Document segment:
-- Opening Marker --

- Bernal in 1949, photo by Wolfgang Suschitzky
- Born: 10 May 1901 Nenagh, County Tipperary, Ireland
- Died: 15 September 1971 (aged 70) London, England
- Resting place: Battersea Cemetery, Morden (unmarked)
- Education: Bedford School, University of Cambridge
- Known for: Bernal chart Bernal sphere Bernal stacking Bernal–Fowler rules Zone melting
- Spouse: Agnes Eileen Sprague ​ ​(m. 1922)​
- Children: 4, including Martin
- Awards: Royal Medal (1945) Guthrie lecture (1947) Stalin Peace Prize (1953) Grotius Gold Medal (1959) Bakerian Lecture (1962)
- Scientific career
- Fields: X-ray crystallography
- Workplaces: Birkbeck College, University of London
- Doctoral advisor: William Henry Bragg
- Doctoral students: Dorothy Hodgkin; Alan Mackay; Max Perutz; Alexander F. Wells;
- Allegiance: United Kingdom
- Branch: Royal Navy
- Service years: 1944–1945
- Rank: Lieutenant (RNVR)
- Conflicts: Second World War Operation Overlord; Normandy landings;

= J. D. Bernal =

Irish scientist, pioneer of X-ray crystallography in biology (1901–1971)

John Desmond Bernal (/bərˈnɑːl/; 10 May 1901 – 15 September 1971) was an Irish scientist who pioneered the use of X-ray crystallography in molecular biology. He published extensively on the history of science. In addition, Bernal wrote popular books on science and society. He was a communist activist and a member of the Communist Party of Great Britain (CPGB).

==Education and early life==
His family was Irish, with a mix of Spanish, Portuguese, Italian and Sephardic Jewish on his father's side (his grandfather Jacob Genese, properly Ginesi, had adopted the family name Bernal of his paternal grandmother around 1837). His father Samuel Bernal had been raised as a Catholic in Limerick and after graduating from Albert Agricultural College spent 14 years in Australia before returning to County Tipperary to buy a farm, Brookwatson, near Nenagh where Bernal was brought up. His American mother, née Elizabeth Miller, whose mother was from Antrim, was a graduate of Stanford University and a journalist and had converted to Catholicism. Elizabeth was raised Protestant and would send John to a Protestant school in his youth.

-- Closing Marker --

What to work on:
• A. List every award named in the J. D. Bernal text.
• B. In the J. D. Bernal text, what was the name of the farm where Bernal grew up?
• C. Transcribe the part of the J. D. Bernal text starting with "- Scientific career" and going on through "in biology (1901–1971)".

Data extracts:
-- Opening Marker --

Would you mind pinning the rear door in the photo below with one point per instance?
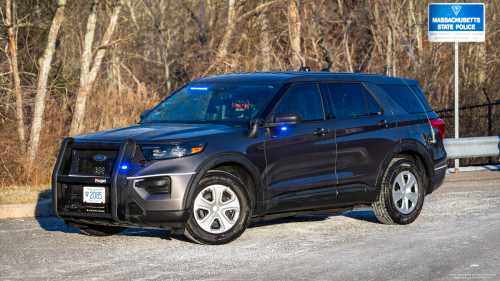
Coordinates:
(301, 158)
(365, 132)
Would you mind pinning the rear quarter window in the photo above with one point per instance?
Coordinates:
(410, 100)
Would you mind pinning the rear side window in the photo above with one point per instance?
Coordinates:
(348, 100)
(405, 97)
(373, 106)
(422, 97)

-- Closing Marker --

Results by task:
• A.
Royal Medal (1945)
Guthrie lecture (1947)
Stalin Peace Prize (1953)
Grotius Gold Medal (1959)
Bakerian Lecture (1962)

• B. Brookwatson, near Nenagh.

• C.
- Scientific career
- Fields: X-ray crystallography
- Workplaces: Birkbeck College, University of London
- Doctoral advisor: William Henry Bragg
- Doctoral students: Dorothy Hodgkin; Alan Mackay; Max Perutz; Alexander F. Wells;
- Allegiance: United Kingdom
- Branch: Royal Navy
- Service years: 1944–1945
- Rank: Lieutenant (RNVR)
- Conflicts: Second World War Operation Overlord; Normandy landings;

= J. D. Bernal =

Irish scientist, pioneer of X-ray crystallography in biology (1901–1971)